**Work to complete**. In the rows below, repeat every line from the one containing "Please pin the www.milanofotografo.it" through the one containing "(1058, 923)", including both of those lines.

[A portion of a data file]
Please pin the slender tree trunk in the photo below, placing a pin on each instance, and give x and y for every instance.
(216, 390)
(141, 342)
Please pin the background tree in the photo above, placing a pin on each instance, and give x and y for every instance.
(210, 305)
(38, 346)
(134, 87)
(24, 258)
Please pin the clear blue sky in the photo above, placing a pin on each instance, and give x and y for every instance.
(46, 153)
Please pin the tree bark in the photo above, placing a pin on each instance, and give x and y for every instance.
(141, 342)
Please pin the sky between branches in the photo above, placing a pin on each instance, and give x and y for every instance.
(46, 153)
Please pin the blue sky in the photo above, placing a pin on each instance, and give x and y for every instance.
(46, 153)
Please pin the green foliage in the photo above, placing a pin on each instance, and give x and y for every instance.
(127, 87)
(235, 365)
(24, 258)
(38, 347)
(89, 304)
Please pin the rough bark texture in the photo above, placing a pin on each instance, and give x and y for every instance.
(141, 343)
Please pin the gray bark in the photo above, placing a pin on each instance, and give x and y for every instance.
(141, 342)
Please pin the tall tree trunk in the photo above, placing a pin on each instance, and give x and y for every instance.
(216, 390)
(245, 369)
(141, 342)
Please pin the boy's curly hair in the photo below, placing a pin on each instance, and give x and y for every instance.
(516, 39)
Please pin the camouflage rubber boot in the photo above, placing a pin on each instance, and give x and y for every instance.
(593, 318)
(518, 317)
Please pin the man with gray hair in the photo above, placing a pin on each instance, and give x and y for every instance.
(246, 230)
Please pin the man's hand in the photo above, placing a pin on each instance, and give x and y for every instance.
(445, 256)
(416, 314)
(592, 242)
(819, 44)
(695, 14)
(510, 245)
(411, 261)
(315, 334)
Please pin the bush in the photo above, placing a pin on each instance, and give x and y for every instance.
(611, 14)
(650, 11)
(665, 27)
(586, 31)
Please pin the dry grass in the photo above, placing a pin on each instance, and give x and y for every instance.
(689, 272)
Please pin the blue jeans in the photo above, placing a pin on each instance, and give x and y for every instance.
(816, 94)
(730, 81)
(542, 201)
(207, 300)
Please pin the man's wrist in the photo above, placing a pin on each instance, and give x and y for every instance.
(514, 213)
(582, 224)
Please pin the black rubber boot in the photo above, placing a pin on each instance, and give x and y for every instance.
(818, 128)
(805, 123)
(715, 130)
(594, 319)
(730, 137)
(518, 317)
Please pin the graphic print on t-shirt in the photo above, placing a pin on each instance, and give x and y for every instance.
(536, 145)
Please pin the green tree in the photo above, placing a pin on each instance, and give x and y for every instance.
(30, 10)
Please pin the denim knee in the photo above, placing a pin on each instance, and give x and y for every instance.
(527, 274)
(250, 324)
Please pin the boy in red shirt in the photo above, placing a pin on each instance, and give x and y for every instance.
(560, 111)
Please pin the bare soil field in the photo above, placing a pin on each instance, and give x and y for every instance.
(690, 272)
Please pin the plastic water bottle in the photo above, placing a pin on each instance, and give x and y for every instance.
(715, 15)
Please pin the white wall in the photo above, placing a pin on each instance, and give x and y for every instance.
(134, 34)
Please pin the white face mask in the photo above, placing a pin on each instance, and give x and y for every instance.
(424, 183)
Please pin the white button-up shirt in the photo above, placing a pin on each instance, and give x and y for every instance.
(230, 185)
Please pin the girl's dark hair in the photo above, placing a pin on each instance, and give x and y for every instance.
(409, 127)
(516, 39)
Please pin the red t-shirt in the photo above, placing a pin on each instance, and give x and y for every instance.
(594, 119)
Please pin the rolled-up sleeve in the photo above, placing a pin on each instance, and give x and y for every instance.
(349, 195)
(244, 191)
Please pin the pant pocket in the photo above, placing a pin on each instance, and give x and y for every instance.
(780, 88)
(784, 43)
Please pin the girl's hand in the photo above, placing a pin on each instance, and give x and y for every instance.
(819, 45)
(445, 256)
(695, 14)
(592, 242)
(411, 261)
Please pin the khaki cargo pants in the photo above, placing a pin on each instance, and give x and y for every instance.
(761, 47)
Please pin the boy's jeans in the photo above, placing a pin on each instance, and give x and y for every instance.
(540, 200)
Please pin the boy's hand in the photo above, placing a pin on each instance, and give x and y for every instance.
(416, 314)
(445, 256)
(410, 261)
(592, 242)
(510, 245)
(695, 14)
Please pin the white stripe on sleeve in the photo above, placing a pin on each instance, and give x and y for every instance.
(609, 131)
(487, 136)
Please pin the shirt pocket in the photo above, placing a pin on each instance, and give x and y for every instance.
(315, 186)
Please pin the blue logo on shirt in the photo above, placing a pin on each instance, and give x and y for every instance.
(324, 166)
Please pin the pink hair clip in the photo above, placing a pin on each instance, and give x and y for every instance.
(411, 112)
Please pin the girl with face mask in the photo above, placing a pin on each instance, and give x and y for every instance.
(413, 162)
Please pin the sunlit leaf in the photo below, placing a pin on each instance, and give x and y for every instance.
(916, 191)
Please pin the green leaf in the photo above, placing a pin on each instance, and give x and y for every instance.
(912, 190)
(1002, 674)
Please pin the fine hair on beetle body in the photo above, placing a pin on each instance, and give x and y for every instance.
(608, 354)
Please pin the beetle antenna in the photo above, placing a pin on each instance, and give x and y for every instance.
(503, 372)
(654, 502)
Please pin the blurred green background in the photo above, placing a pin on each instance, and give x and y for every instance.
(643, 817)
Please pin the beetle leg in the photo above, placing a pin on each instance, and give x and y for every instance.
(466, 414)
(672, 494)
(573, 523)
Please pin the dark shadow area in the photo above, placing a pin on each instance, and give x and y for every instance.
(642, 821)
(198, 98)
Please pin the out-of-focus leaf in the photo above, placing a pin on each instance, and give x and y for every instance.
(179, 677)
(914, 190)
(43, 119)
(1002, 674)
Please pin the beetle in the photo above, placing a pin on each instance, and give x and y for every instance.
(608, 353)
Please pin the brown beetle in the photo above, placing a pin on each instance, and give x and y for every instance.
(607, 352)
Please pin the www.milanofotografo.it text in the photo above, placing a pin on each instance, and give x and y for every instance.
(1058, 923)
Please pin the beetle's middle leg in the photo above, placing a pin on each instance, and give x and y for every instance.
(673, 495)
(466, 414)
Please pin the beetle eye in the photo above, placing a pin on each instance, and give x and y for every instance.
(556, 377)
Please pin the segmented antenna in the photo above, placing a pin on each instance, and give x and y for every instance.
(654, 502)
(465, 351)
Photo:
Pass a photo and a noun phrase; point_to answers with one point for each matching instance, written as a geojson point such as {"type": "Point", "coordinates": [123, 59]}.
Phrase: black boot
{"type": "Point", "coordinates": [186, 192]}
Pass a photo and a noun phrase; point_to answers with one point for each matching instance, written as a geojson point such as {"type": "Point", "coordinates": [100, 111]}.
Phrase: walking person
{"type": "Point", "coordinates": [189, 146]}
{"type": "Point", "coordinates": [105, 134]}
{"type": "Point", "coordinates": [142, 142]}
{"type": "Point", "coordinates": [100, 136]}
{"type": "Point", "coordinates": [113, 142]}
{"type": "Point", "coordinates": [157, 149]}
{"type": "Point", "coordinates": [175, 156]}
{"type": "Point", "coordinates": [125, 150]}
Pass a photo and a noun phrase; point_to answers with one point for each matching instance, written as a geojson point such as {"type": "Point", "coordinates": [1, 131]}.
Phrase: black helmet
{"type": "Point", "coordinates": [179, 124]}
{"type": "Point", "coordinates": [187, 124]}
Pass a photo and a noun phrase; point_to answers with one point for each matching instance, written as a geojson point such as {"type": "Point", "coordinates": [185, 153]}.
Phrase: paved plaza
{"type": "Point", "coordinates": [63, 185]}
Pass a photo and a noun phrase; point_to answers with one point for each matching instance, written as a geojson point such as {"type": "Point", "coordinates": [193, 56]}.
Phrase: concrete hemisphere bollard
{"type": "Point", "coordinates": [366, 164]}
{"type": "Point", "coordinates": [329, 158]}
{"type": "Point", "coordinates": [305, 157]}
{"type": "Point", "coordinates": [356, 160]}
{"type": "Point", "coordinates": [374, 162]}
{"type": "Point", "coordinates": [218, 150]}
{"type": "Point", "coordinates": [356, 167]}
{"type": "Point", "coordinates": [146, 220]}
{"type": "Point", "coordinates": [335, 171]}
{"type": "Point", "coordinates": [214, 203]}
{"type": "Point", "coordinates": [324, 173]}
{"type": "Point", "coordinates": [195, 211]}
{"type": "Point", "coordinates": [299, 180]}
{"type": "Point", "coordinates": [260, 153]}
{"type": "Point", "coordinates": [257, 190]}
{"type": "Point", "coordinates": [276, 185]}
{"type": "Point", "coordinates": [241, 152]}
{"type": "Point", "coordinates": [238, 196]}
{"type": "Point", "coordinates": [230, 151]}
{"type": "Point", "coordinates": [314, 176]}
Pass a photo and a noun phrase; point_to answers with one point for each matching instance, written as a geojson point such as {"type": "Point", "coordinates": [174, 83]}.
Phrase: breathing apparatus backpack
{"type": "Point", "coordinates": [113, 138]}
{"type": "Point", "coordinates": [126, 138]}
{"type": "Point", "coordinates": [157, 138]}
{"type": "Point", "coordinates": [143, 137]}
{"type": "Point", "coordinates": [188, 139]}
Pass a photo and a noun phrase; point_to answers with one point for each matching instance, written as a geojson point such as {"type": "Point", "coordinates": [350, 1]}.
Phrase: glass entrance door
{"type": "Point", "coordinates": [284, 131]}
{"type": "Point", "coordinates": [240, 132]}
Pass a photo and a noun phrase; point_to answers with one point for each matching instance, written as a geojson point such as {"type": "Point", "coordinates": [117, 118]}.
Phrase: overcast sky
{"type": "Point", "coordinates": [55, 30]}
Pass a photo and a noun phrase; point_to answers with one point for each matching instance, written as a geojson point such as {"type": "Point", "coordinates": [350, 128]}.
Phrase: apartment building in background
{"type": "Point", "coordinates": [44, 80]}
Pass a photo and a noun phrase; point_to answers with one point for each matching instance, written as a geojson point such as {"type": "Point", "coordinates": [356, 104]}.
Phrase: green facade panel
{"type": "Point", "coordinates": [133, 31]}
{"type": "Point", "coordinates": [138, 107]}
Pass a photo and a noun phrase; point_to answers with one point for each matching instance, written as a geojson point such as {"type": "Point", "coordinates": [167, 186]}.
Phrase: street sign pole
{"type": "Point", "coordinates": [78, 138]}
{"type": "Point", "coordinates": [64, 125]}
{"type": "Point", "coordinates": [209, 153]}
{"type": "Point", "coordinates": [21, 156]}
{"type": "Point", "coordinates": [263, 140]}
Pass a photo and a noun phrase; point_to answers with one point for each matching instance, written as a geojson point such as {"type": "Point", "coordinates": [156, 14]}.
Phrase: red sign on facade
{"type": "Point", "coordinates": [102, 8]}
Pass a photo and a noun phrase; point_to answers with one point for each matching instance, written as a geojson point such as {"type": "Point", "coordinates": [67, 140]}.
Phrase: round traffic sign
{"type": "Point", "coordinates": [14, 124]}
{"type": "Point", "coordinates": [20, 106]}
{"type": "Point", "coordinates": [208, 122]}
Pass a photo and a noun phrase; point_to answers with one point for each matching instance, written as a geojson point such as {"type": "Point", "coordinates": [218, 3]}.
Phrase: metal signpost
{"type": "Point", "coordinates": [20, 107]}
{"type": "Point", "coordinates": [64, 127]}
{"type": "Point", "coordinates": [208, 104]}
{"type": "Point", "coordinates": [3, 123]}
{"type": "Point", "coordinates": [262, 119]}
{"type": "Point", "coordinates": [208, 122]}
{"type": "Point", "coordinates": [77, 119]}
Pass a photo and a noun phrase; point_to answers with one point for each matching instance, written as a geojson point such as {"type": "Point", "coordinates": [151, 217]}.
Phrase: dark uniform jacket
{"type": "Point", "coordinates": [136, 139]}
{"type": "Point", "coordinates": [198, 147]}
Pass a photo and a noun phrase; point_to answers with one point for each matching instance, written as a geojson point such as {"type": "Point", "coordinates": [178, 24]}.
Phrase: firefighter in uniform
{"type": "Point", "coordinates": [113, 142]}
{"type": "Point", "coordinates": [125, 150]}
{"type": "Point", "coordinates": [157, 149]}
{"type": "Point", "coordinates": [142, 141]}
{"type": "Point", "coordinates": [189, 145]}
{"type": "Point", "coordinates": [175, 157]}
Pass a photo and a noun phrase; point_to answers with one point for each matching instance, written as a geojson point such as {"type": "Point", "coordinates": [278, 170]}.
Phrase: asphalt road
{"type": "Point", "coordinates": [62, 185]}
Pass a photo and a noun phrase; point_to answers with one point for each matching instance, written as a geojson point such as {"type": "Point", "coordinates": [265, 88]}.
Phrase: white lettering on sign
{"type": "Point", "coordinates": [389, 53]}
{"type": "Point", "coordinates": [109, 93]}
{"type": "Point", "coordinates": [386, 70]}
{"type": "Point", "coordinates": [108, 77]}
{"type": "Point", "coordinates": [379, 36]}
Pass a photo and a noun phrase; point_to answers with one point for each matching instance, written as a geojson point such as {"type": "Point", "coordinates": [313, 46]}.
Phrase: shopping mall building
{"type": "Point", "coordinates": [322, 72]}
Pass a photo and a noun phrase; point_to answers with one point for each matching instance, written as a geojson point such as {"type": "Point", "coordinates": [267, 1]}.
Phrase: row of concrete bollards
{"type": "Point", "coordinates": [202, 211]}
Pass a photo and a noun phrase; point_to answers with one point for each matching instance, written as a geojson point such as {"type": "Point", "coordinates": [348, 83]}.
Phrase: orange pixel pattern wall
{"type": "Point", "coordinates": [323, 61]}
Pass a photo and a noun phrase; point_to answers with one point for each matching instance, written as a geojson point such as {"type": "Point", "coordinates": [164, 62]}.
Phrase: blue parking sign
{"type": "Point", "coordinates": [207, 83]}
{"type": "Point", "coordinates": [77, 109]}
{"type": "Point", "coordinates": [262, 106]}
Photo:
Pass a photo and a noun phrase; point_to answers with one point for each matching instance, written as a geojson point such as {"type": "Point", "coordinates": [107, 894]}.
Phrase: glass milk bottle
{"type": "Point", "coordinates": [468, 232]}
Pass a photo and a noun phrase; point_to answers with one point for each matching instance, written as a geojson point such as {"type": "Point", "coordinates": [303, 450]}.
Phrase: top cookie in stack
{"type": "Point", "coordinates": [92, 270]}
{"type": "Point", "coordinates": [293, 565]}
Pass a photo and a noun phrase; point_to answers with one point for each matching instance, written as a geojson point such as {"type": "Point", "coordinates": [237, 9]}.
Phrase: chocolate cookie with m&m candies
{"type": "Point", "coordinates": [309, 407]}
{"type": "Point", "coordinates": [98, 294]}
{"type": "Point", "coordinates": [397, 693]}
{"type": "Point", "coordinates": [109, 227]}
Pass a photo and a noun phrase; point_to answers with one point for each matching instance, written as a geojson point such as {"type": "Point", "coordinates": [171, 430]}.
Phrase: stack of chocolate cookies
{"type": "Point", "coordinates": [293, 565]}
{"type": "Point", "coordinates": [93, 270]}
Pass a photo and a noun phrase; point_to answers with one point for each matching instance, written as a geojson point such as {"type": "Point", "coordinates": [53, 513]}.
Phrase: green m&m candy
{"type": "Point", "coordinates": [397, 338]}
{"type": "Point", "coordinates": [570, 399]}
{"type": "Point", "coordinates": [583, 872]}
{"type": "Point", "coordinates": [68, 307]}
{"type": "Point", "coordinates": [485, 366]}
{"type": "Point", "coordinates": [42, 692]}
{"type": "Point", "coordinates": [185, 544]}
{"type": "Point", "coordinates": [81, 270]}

**Answer**.
Please pin the www.milanofotografo.it text in the photo above, placing a pin on each instance, and give x and y for every instance.
(1058, 923)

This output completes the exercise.